Work to do: Count the lines of the records below that contain the string "detect", with case counting. Give only the number.

Raw records:
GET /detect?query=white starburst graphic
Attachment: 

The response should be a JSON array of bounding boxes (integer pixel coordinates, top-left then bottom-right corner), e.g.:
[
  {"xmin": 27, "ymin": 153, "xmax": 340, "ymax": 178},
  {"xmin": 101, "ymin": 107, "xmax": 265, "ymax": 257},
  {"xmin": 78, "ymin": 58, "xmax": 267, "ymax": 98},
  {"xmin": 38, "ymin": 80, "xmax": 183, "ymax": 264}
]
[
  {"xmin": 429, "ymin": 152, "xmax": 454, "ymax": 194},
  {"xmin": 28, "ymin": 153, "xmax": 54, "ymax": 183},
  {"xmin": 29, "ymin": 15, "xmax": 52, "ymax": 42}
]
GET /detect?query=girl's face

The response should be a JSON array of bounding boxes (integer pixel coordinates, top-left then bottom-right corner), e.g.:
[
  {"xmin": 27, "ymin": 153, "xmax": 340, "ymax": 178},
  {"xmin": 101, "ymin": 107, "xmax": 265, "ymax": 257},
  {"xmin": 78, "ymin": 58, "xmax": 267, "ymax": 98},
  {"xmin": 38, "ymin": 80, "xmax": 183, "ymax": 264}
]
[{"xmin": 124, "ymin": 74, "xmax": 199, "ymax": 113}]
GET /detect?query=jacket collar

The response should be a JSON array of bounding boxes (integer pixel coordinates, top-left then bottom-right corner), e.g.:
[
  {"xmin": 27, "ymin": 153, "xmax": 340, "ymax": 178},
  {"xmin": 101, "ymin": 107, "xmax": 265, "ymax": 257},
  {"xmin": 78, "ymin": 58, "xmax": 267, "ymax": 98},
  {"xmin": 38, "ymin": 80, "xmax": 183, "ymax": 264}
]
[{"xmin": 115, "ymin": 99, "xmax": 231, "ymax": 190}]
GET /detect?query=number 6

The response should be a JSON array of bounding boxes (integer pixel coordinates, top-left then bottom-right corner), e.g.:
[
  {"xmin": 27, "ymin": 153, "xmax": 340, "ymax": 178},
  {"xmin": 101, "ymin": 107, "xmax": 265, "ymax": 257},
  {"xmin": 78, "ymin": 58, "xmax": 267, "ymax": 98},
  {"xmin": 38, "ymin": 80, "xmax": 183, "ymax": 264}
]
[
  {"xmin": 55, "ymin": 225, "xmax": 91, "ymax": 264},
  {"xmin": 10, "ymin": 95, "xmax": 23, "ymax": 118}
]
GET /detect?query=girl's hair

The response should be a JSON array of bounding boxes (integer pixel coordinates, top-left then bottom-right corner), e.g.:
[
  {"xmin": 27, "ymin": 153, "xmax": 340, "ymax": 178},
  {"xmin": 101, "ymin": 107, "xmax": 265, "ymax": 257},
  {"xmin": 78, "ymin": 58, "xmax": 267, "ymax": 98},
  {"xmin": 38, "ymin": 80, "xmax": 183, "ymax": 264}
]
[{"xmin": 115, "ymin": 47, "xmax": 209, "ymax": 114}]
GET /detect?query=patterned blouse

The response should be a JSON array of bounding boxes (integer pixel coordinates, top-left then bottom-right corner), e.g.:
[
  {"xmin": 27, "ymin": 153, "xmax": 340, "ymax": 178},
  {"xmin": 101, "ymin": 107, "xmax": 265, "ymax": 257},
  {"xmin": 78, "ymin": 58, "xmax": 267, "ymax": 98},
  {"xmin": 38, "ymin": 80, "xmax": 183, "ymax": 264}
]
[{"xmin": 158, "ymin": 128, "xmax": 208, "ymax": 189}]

Written response: 6